Text to read:
By Professor Doom
I’m generally pro-capitalism—it’s no utopia, but never promises as much, unlike socialism which does, although typically ends in mass murder, and usually begins and operates on mass murder as well…a utopian corpse-filled desert at best.
Anyway, capitalism is usually better, but higher education stands in stark contrast to such a claim. “For-profit” colleges are quite often rip-offs, while schools not blatantly trying to get a profit are less often scams.
The reason for this is the student loan scam, which pays for accredited “college credits” without any concern for education. So, for-profits are really all about extracting student loan money; in this regard they are vastly more efficient than the not-for-profit schools.
Still, the justified vile reputation of “for profit” schools has been cutting into the plundering of student loan money, and so these schools have been steadily hiding themselves as non-profits.
I discussed this before, but the article was so anti-Trump that it distracted from the information. The Huffington Post, another CTRL-Left hate media source (not being judgmental here, just considering the source), further discusses the phenomenon of for-profits disguising themselves, and amazingly enough does a good job…so good that I’ll have to reconsider Trump’s hand in all this.
Today, the country’s best colleges are an overpriced gated community whose benefits accrue mostly to the wealthy. At 38 colleges, including Yale, Princeton, Brown and Penn, there are more students from the top 1 percent than the bottom 60 percent.
Before going further, I’ll point out, this one time, the obvious slants in the article, such as the above. Yes, certain schools are “for the rich,” and so will have more students from wealthy families than from poor families.
HuffPo will often try to make something out of this, but it’s utterly irrelevant. Amongst Lamborghini owners, there are more from the top 1% than the bottom 60%, right? Amongst multi-million-dollar mansion owners, there are more from the top 1% than the bottom 60%, right? Amongst drinkers of $1,000 bottles of wine, there are more from the top 1% than the bottom 60%, right?
All of those are bleeding obvious, right? But driving cars, living in houses, and drinking alcoholic beverages are all things nearly everyone does. There will always, always, be things the rich can buy which the poor cannot…it’s rather the definition of being rich. Anyway, HuffPo has a slant, and I’ll try to avoid much of their class hatred—they’re called a “hate site” for a reason--while getting to the relevant things.
The U.S. now has more student loan debt than credit card debt—upward of $1.5 trillion. Nearly 40 percent of borrowers who entered college in the 2003 academic year could default on their loans by 2023, the Brookings Institution predicts.
The above are perfectly reasonable numbers, and I quote them here just for reference and emphasis. The default rate is almost certainly understated—there are many “loan deferment programs” which are de-facto defaults, but technically not so.
It also doesn’t explain why colleges have failed to take advantage of the best opportunity to radically drop the price of a good degree that I’ve seen in 15 years of watching and reporting on the industry. This opportunity doesn’t have the daunting price tag of worthy proposals like “free college.” It doesn’t require any action from Congress at all.

Record excerpts:
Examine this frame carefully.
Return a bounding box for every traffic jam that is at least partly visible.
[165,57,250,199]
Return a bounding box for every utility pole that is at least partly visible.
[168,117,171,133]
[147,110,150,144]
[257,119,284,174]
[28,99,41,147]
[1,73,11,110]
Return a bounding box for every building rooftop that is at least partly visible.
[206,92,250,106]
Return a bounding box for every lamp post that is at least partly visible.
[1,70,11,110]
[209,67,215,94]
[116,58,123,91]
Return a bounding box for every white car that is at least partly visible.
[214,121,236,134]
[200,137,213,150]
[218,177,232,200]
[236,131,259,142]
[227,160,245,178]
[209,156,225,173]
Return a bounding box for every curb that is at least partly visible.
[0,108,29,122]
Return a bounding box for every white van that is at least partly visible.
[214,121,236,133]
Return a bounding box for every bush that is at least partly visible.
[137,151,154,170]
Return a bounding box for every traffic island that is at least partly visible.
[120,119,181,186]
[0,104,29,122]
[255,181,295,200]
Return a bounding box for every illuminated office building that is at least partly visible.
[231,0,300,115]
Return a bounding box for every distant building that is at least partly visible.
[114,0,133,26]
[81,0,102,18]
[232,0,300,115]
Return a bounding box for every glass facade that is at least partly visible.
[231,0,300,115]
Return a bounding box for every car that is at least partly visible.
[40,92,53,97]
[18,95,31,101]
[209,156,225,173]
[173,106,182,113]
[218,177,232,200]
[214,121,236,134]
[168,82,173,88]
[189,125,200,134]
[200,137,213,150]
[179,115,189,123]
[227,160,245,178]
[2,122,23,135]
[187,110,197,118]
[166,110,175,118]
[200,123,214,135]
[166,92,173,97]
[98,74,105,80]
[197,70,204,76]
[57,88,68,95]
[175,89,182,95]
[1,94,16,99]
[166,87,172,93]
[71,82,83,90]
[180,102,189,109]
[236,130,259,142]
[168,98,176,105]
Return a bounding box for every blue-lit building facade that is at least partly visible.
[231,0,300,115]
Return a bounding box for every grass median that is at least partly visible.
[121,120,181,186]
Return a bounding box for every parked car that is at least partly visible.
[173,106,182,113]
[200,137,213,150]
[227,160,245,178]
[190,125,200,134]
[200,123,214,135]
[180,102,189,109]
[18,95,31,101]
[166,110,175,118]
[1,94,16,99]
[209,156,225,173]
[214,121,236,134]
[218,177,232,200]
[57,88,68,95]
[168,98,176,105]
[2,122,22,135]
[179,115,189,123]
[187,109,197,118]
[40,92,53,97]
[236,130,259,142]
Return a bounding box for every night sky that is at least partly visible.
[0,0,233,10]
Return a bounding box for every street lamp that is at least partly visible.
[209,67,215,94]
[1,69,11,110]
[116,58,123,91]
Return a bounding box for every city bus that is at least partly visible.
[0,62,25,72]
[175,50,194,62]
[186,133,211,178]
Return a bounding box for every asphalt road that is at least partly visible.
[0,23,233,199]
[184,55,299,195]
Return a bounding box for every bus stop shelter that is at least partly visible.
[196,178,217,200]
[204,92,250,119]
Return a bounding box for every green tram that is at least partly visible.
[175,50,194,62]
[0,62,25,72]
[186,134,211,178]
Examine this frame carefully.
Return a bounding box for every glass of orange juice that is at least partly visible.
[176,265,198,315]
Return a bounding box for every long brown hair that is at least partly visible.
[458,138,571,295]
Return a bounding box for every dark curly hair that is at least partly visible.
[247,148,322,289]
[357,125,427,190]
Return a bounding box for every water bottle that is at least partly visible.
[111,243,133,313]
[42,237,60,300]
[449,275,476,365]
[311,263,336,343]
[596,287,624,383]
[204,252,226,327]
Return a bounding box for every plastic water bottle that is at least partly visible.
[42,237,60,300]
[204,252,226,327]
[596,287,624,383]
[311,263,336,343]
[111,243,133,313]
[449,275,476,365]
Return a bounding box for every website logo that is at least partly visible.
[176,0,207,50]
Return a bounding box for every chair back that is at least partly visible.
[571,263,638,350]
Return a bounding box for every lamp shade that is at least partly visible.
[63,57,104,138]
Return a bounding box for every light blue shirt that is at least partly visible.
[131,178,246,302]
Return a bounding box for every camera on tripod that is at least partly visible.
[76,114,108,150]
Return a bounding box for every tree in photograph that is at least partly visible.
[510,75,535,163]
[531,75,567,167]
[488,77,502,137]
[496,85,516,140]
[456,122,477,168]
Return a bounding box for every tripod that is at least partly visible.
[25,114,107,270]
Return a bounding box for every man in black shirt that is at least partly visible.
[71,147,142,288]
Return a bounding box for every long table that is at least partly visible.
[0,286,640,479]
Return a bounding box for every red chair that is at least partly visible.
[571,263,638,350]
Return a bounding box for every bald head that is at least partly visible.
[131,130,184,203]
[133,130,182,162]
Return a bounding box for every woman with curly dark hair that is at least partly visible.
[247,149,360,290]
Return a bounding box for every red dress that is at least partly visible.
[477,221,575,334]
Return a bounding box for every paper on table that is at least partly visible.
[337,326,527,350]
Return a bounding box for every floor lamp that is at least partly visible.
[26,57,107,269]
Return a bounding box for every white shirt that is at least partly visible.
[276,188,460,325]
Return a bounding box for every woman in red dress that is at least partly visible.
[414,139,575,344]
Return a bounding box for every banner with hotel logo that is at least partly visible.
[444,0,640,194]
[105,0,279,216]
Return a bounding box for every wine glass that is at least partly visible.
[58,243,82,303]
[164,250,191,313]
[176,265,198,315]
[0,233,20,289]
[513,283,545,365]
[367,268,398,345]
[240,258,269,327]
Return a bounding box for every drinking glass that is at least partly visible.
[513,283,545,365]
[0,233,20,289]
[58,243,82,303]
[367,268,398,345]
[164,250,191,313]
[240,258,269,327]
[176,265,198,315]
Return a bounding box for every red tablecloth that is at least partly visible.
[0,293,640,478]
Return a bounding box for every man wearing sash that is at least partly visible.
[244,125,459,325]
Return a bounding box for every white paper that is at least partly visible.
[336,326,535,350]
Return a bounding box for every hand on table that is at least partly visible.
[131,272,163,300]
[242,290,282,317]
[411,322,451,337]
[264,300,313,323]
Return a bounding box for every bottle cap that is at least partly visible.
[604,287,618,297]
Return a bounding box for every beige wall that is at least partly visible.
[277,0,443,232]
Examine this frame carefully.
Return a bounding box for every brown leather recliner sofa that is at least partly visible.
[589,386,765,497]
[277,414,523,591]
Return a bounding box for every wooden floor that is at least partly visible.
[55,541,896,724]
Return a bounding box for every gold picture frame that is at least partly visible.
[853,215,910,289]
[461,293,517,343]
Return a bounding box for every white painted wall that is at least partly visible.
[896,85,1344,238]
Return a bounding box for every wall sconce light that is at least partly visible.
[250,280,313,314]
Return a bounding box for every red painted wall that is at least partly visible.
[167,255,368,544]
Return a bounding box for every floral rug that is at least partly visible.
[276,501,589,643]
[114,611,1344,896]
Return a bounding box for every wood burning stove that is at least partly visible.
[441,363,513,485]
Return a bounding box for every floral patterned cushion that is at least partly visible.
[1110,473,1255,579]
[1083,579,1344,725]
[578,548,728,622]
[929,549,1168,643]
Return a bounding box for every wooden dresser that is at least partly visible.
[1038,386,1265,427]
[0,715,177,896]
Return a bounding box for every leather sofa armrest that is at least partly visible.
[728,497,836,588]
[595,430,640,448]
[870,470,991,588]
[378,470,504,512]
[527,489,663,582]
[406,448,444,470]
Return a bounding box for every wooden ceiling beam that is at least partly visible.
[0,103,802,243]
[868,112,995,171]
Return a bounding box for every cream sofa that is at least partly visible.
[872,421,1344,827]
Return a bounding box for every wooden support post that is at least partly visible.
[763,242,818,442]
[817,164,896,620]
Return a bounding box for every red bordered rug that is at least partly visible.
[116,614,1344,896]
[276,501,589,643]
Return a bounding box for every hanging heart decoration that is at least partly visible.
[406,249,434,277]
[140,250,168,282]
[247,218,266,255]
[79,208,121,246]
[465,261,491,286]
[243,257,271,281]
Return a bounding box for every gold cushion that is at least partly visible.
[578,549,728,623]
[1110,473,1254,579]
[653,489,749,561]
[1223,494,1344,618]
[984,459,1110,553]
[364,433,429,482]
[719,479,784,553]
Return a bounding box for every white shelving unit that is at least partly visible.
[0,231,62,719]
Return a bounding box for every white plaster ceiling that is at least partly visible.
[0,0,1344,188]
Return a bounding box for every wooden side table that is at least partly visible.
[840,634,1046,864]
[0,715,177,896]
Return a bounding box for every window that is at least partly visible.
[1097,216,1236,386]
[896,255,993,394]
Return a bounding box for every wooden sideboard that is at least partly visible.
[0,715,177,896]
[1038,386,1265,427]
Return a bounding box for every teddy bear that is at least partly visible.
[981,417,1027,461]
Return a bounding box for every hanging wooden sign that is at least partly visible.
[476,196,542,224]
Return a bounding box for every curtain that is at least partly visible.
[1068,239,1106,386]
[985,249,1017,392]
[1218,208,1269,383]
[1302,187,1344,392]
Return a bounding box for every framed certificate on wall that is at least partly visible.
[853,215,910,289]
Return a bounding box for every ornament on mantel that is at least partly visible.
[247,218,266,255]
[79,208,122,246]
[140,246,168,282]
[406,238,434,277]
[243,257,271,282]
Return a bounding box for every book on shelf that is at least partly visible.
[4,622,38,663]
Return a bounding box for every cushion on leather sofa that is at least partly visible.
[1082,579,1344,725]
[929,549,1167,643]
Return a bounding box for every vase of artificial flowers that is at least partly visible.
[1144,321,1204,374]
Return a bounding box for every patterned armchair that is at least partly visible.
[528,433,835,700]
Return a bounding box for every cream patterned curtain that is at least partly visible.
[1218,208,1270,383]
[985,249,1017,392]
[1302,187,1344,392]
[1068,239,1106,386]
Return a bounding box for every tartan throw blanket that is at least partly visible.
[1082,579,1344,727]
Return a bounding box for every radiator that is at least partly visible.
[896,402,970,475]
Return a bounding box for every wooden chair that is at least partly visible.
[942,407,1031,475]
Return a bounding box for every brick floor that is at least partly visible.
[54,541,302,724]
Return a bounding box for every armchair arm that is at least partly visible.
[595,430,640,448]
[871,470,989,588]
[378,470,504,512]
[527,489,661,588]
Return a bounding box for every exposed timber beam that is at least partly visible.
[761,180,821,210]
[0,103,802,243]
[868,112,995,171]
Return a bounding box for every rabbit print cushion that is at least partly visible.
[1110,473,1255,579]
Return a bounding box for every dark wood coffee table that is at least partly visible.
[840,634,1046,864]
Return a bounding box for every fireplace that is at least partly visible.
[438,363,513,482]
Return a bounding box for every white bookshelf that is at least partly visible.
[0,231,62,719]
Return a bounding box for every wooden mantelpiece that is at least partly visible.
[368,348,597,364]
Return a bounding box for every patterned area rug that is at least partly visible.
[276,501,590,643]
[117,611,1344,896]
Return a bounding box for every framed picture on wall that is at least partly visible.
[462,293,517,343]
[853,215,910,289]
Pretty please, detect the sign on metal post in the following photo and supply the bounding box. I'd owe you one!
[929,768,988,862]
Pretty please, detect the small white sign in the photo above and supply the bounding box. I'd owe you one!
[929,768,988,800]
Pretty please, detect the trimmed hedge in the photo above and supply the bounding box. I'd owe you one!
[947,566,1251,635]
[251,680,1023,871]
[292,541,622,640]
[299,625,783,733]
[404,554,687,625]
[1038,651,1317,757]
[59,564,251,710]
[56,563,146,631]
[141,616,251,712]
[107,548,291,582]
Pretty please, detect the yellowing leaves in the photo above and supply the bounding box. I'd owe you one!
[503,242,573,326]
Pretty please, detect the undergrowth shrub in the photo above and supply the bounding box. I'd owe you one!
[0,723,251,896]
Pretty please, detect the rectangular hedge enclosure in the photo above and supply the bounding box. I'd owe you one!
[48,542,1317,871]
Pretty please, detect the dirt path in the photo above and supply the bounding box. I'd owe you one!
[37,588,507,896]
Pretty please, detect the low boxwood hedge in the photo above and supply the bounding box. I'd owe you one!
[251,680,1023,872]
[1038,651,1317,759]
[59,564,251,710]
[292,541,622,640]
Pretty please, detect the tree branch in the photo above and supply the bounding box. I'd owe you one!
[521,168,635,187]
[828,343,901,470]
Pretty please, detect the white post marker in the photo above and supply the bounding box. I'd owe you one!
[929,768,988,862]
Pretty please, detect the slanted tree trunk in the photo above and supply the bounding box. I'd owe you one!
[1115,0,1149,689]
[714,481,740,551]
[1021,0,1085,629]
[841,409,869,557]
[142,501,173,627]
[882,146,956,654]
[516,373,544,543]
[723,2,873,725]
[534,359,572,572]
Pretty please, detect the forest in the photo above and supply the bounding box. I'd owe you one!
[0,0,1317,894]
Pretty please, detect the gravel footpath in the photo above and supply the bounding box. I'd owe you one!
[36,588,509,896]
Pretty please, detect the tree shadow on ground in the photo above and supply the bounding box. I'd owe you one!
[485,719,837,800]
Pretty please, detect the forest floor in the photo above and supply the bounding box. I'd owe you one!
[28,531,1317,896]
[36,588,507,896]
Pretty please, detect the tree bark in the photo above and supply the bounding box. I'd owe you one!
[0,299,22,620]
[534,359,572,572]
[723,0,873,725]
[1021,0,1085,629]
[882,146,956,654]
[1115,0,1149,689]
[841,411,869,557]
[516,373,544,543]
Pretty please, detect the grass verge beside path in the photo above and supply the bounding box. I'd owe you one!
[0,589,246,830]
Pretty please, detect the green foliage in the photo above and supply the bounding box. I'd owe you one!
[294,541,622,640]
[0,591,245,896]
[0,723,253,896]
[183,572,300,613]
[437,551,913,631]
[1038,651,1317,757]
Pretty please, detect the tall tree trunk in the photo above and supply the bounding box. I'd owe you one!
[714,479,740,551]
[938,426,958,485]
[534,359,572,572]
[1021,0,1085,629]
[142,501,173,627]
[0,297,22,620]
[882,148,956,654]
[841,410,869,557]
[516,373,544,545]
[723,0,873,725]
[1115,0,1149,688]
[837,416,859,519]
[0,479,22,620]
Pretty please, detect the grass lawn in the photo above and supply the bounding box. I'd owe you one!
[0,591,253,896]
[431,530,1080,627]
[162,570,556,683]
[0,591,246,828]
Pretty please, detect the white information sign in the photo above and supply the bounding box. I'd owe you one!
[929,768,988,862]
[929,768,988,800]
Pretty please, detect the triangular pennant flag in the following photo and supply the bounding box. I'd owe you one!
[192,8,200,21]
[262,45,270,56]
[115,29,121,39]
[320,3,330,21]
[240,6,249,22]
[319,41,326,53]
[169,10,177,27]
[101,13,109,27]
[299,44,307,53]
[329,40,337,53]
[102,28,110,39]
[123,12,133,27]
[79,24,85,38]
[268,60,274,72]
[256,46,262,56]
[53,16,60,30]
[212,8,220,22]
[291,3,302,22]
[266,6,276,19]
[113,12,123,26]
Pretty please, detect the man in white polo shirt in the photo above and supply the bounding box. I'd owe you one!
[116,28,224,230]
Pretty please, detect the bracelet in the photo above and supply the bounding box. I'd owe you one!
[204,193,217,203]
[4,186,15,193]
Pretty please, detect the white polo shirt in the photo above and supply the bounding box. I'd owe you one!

Complete the following:
[A] Reproduce the passage from the post on for-profit colleges that begins at the words "The reason for" and stops after "in all this.".
[B] Carry on the post on for-profit colleges from the point where it ends.

Answers for this exercise:
[A]
The reason for this is the student loan scam, which pays for accredited “college credits” without any concern for education. So, for-profits are really all about extracting student loan money; in this regard they are vastly more efficient than the not-for-profit schools.
Still, the justified vile reputation of “for profit” schools has been cutting into the plundering of student loan money, and so these schools have been steadily hiding themselves as non-profits.
I discussed this before, but the article was so anti-Trump that it distracted from the information. The Huffington Post, another CTRL-Left hate media source (not being judgmental here, just considering the source), further discusses the phenomenon of for-profits disguising themselves, and amazingly enough does a good job…so good that I’ll have to reconsider Trump’s hand in all this.

[B]
The opportunity referenced above is “online education,” and the article spends some time discussing it. I actually was one the first to help a scammy state university offer online courses (in 1999), and I apologize for it (again). HuffPo is correct, online classes really should be much cheaper than traditional, “brick and mortar,” courses, because there’s minimal overhead once the course is developed (takes 3 months, tops, to do so—I’ve done it at least half a dozen times now).
The courses should also be cheaper because they aren’t worth a damn thing. Sorry, the level of cheating and fraud in most online courses (I’ll say “most,” but my eyeballs put it at near 100%) is staggering, and employers have long since learned not to give much credit for such courses, even if the college will.
While traditional courses are limited by the size of a lecture hall, online courses can accommodate thousands of people at a time.
While HuffPo misses it, of course, the above is the core of why these courses are worthless. The professor with 1,000 students can’t possibly assign papers, can only give multiple choice tests…and has absolutely no idea if the person taking the test is his student, or didn’t just buy the answers to the test in advance (sites sell such for just a few dollars). But HuffPo looks at this as a benefit of online education!
So far, colleges have been more aggressive in launching online graduate programs.
The reason for the above is the student loan scam has basically no limit to what the school can rake in on graduate programs…massive profit margin there, I assure you, and a big part of why, when we see people with huge debts ($50,000+), they usually bought themselves an online graduate degree.
This is because many colleges don’t actually run online programs themselves. They outsource much of the work to an obscure species of for-profit company that has figured out how to gouge students in new and creative ways.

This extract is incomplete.